[[ Source passage open ]]
“Hey, I got my own fuckin’ problems.” – Paulie Walnuts
That’s a rude introduction to “The Shadow in the Shade,” but Sy Ari Da Kid doesn’t have the time for BS, which makes the sample a perfect choice. For those who haven’t been following his 10+ year hustle on the independent grind here’s a quick summary — name: Sy Ari Brockington, age: 36, born in The Bronx but moved to Atlanta at nine. Sy has put one or two releases since 2011, and in 2020 as the pandemic was raging he released FOUR. There’s probably more than that, but there’s four that I know of, but I don’t put it past Sy to have a few I never even saw. He’s relentless. Some rappers sprint to the tape but Sy is running a marathon with no finish line in sight. He just keeps going.
“The Good Middle Man” illustrates the thought he puts into everything — even the illicit hustles he tells stories about. “Don’t talk business on the phone, we knew someone was listening” and “no social media posts, them new school young’uns be tripping” are his rules for success. Every move is as calculated and precise as a chess grandmaster, and his tolerance for stupidity or disrespect is low. “When Walmart sellin’ chips, you buy ’em right? Shut up nigga. Let me ask you somethin’ nigga — when the last time you bought Doritos from Doritos? Oh now you can’t say nothin’ nigga? I thought so.” If you didn’t know why the “middle man” matters, you certainly will by the end of the song. Like Nino Brown once said, “Ain’t no uzis made in Harlem. I mean, not one of us in here owns a poppy field.”
It should already be clear that I respect a lot of things about Sy. He spits bars with precision and intent. There’s no showing up in the studio loaded, mumbling and freestyling until he passes out. He’s a single father and he thinks about family and relationships a lot, something you can hear on remarkably honest songs like “Lock the Bottom Lock” and “A Gem.” At times though this means I don’t agree with his perspective. On “Soul Food” Sy raps “I said if Kanye gotta ask for permission to see his daughter/on her birthday, why they don’t want her to see her father?/I wonder — four billion dollars, he made history/But ’til he can see his kids when he wants, he ain’t rich to me.”
[[ Source passage closed ]]
[[ Dataset excerpts open ]]
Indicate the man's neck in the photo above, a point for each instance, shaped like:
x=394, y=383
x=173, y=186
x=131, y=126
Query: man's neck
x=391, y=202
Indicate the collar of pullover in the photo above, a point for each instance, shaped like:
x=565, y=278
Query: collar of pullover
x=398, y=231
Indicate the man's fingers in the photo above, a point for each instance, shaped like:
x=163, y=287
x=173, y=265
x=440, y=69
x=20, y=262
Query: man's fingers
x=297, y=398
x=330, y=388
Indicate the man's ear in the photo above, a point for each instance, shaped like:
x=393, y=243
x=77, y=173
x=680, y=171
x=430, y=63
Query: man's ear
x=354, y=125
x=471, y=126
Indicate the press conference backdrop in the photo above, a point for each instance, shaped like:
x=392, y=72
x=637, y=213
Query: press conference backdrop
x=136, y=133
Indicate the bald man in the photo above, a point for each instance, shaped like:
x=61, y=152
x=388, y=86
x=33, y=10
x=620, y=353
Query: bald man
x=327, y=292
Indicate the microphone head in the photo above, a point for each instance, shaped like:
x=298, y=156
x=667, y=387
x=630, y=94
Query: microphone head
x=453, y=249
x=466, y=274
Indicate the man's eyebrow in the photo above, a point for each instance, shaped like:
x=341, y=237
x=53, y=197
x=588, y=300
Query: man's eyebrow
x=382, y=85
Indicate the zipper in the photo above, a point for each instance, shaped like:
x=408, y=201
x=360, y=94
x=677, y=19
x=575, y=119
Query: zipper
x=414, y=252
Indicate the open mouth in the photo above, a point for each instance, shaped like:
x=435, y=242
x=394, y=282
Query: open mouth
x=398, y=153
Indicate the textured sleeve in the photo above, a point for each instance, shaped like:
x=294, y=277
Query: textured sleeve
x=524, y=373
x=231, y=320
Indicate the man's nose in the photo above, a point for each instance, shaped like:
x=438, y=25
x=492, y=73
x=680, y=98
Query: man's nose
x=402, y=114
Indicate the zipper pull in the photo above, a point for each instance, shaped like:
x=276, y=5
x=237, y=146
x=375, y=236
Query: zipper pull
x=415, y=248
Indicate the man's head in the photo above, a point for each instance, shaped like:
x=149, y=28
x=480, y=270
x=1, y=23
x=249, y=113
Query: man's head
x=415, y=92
[[ Dataset excerpts closed ]]
[[ Dataset excerpts open ]]
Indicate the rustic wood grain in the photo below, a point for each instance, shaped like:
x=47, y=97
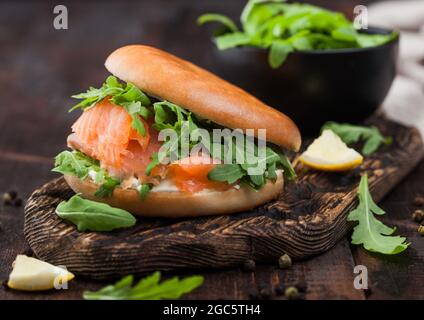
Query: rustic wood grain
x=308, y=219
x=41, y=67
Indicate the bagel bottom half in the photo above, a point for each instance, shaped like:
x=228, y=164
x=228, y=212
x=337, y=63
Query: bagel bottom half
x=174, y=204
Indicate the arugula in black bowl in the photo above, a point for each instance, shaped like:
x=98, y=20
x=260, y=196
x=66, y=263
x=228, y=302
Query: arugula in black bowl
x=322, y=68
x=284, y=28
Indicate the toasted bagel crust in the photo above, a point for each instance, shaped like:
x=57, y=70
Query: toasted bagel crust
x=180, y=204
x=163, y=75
[[ Dataset excerpts closed ]]
• _Questions to answer_:
- A) According to the Sy Ari Da Kid review, where was Sy Ari Brockington born, and at what age did he move to Atlanta?
- B) Carry the Sy Ari Da Kid review forward from its final sentence.

• _Response list_:
- A) He was born in The Bronx and moved to Atlanta at nine.

- B)
I get that’s a father talking to another father but he’s also stepping into a quagmire by opining about a very complex and troubled relationship between ‘Ye and Kim. I think he’s both oversimplifying the matter and overstating Yeezy’s finances, and completely fails to acknowledge that ‘Ye has mental health issues. They’re not hidden — he professes undying love for Kim one minute then makes death threats to her boyfriend the next. I don’t pretend to know what’s going on in his mind but I also don’t think it’s inappropriate given his track record to have to ask for permission to see his kids either. In any case I think both Sy and I should stay the hell out of their business and pray they can work it out in an actual court rather than the court of public opinion they are routinely tried in.
Perhaps it’s not surprising that Sypooda produced songs like “Real Recognize Real” featuring JR Writer sound like they were produced by Kanye West. Writer’s cameo also reflects a strange approach to guest starts on “The Shadow in the Shade.” I mean this as politely as I can say it, but Sy is beyond reaching out to people from DipSet, G-Unit, and Wu-Tang Clan. He made his own lane over the last decade and doesn’t need the help of artists two generations before him. “RZA let me join the Wu-Tang Clan, and DJ Premier said I was the emcee of the year.” Sure. I mean that’s the kind of thing you’d say to brag, and I’m not mad at hearing Raekwon on “A Dream, A Plan” alongside Big K.R.I.T., but he doesn’t need it.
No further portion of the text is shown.